SOURCE:
—————

Funding the military: The U.S. puts approximately a trillion dollars annually in taxpayer funds into its military, its 17 intelligence agencies, and what’s now called “homeland security.” Its national security budget is larger than those of the next eight countries combined and still rising yearly, though most politicians agree and many regularly insist that the U.S. military has been badly underfunded in these years, left in a state of disrepair, and needs to be “rebuilt.” Now, honestly, don’t you think that qualifies as both exceptional in the most literal sense and kind of extreme?

—————

RECORD LIST:
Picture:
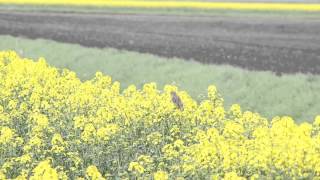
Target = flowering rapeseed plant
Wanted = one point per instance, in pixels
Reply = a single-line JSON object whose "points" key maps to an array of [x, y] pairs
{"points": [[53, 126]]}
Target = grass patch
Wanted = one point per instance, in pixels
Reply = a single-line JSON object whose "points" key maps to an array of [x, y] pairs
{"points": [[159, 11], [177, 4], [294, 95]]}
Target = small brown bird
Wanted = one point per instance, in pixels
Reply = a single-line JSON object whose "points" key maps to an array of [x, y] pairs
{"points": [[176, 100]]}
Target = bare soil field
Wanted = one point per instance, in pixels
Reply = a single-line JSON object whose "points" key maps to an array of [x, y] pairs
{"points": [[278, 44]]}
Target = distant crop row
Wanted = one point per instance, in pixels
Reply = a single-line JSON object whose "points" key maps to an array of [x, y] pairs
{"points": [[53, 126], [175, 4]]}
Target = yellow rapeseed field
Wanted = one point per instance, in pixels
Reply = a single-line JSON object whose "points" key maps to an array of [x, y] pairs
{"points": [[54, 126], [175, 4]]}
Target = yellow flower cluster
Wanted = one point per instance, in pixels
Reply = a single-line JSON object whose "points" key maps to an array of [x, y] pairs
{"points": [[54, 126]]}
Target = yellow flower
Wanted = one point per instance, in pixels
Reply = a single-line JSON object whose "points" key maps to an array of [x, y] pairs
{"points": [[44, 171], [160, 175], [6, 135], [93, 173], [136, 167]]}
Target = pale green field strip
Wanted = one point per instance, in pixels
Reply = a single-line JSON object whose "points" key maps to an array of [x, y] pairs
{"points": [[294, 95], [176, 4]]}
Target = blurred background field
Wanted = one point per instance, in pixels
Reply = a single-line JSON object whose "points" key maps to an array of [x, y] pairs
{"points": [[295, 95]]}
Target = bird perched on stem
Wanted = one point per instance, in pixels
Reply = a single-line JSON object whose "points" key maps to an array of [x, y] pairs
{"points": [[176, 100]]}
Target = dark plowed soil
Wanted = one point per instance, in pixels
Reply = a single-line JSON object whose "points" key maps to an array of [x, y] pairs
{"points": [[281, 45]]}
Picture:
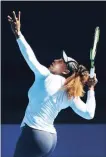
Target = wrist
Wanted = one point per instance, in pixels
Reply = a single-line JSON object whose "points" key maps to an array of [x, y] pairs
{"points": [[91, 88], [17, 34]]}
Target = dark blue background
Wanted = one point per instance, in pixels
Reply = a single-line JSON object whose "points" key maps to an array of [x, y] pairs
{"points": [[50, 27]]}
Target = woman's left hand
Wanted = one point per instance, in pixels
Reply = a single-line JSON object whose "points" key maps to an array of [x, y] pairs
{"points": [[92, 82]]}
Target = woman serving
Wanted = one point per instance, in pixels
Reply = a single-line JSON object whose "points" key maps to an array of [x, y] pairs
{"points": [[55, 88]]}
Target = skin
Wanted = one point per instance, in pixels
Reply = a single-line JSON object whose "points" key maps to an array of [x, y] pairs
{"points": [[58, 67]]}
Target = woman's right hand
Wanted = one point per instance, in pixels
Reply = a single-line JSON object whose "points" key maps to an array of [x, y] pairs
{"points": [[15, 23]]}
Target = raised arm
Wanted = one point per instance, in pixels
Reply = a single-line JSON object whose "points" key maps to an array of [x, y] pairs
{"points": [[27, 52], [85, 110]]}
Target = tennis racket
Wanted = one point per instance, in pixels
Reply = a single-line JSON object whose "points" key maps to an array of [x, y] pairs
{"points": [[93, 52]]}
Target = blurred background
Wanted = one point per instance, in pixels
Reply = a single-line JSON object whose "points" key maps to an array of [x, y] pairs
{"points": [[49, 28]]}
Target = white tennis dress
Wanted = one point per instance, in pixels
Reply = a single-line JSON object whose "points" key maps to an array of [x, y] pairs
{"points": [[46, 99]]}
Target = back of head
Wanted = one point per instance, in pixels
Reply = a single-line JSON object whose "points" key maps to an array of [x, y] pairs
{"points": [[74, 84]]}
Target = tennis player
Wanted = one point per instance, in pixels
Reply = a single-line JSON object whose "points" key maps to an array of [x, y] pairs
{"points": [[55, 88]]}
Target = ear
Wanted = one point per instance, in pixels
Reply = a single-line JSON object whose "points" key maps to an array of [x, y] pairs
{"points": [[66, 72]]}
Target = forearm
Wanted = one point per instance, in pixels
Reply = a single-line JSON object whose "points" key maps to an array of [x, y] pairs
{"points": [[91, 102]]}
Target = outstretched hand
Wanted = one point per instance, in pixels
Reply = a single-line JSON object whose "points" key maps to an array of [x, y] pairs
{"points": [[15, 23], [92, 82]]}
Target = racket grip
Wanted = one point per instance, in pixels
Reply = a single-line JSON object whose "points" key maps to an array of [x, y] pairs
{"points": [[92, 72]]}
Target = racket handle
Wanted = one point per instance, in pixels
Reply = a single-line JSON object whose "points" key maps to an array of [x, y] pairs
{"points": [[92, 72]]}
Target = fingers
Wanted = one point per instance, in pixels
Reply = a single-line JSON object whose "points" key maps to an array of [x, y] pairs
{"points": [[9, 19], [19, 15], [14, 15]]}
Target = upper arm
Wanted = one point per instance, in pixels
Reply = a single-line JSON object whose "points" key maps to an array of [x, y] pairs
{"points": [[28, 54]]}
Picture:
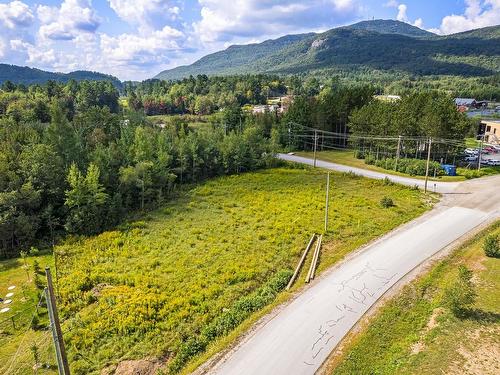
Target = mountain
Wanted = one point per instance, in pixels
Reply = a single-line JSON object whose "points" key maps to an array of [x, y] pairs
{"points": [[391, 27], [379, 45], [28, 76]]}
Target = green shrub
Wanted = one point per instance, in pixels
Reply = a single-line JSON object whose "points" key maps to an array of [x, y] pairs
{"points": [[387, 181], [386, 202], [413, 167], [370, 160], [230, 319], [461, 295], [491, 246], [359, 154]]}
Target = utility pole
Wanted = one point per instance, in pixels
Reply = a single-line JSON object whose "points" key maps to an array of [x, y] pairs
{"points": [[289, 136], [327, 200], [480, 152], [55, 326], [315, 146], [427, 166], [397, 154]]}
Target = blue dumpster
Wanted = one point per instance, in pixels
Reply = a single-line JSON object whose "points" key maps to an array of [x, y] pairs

—————

Please reproduce, word for word, the part of the military funding passage above that opens with the words containing "Funding the military: The" and closes with "kind of extreme?".

Funding the military: The U.S. puts approximately a trillion dollars annually in taxpayer funds into its military, its 17 intelligence agencies, and what’s now called “homeland security.” Its national security budget is larger than those of the next eight countries combined and still rising yearly, though most politicians agree and many regularly insist that the U.S. military has been badly underfunded in these years, left in a state of disrepair, and needs to be “rebuilt.” Now, honestly, don’t you think that qualifies as both exceptional in the most literal sense and kind of extreme?